Академик Аганбегян назвал главную проблему российской экономики
Академик РАН, экс-ректор, а ныне заведующий кафедрой Академии народного хозяйства при Правительстве РФ Абел Аганбегян на днях отметил свой 85-летний юбилей. Он был экономическим советником Михаила Горбачева, его имя широко известно в научных кругах, его лекции слушали студенты ведущих мировых университетов мира, к нему обращался Нобелевский комитет с просьбой рекомендовать кандидатов на премию. К его мнению прислушивались руководители государств, и мало кто знает, что именно при его участии в начале 1990-х к управлению государством пришла команда Егора Гайдара, чьи рыночные реформы изменили экономику России до неузнаваемости. В интервью «МК» Абел Гезевич рассказал о мифах вокруг своей личности, о рыночном пути России и о том, сколько денег нужно стране для экономического роста.
— Довольны ли вы тем, в каком состоянии российская экономика встречает ваш юбилей? Кризис вроде бы миновал, судя по уверениям властей. Или это не так?
— Давайте немного вернемся назад. Кризис 2008–2009 годов в России был самым глубоким из стран «Большой двадцатки». У нас больше всего снизился объем ВВП, в 4 раза «схлопнулся» фондовый рынок, сократились доходы бюджета, промышленность, рекордно выросла безработица, значительно снизились инвестиции. Затем произошло восстановление, и в 2010–2012 годах мы превзошли почти все докризисные показатели. Однако уже с 2013 года началась стагнация, которая продолжалась до 2014-го, и лишь потом, после введения санкций и падения цен на нефть, в 2015–2016 годах наступила рецессия, то есть кризис, упадок. С IV квартала 2016 года она начала преодолеваться, и сейчас мы можем констатировать, что период рецессии пройден, и от нее мы снова перешли к стагнации — застою, депрессии, колебанию вокруг нуля, в котором будем находиться в 2017-м и, по-видимому, 2018 году. Хуже всего, что в период рецессии резко упали показатели уровня жизни. Такого еще не было в нашей стране: реальные доходы снизились на 13%, товарооборот и конечное потребление домашних хозяйств — на 14%, это в 3 раза больше, чем сократились объемы производства в стране.

» **Показанные записи**:

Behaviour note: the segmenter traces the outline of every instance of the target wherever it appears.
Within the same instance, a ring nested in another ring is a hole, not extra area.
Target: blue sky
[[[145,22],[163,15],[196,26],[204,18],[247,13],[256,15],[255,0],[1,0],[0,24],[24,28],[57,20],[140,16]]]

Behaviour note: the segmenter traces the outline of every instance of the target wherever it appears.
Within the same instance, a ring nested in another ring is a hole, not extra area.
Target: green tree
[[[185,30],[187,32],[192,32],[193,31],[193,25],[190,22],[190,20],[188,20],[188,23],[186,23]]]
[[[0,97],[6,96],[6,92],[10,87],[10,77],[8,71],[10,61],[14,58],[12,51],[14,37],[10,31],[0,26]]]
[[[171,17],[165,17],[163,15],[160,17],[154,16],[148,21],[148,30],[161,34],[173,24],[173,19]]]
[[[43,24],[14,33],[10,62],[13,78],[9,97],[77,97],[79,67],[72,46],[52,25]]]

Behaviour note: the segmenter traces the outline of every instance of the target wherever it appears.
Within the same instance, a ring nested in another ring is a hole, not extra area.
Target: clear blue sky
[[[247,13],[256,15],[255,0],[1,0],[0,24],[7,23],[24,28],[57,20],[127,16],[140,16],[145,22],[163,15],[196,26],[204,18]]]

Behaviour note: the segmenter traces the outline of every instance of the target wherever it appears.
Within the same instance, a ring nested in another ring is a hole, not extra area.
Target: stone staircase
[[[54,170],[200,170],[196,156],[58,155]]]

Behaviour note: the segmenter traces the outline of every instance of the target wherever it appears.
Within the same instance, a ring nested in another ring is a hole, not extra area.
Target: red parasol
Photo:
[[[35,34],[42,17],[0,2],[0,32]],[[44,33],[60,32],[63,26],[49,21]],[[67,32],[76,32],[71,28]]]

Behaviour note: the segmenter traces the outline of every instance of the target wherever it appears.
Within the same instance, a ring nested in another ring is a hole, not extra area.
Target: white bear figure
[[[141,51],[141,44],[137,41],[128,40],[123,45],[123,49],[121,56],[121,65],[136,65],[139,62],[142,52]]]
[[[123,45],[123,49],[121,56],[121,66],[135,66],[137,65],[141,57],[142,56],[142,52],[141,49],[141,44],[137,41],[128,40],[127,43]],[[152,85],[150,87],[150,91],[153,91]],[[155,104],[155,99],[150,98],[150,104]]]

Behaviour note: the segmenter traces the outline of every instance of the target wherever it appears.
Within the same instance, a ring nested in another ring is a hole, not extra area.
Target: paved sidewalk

» **Что сделать**:
1. На сколько процентов, по данным интервью, снизились реальные доходы в период рецессии?
2. Перепечатайте из интервью отрывок между словами «Академик Аганбегян назвал» и «для экономического роста.», включая их.
Отвечайте, опираясь только на текст интервью.

» **Ответы к заданиям**:
1. На 13%.

2.
Академик Аганбегян назвал главную проблему российской экономики
Академик РАН, экс-ректор, а ныне заведующий кафедрой Академии народного хозяйства при Правительстве РФ Абел Аганбегян на днях отметил свой 85-летний юбилей. Он был экономическим советником Михаила Горбачева, его имя широко известно в научных кругах, его лекции слушали студенты ведущих мировых университетов мира, к нему обращался Нобелевский комитет с просьбой рекомендовать кандидатов на премию. К его мнению прислушивались руководители государств, и мало кто знает, что именно при его участии в начале 1990-х к управлению государством пришла команда Егора Гайдара, чьи рыночные реформы изменили экономику России до неузнаваемости. В интервью «МК» Абел Гезевич рассказал о мифах вокруг своей личности, о рыночном пути России и о том, сколько денег нужно стране для экономического роста.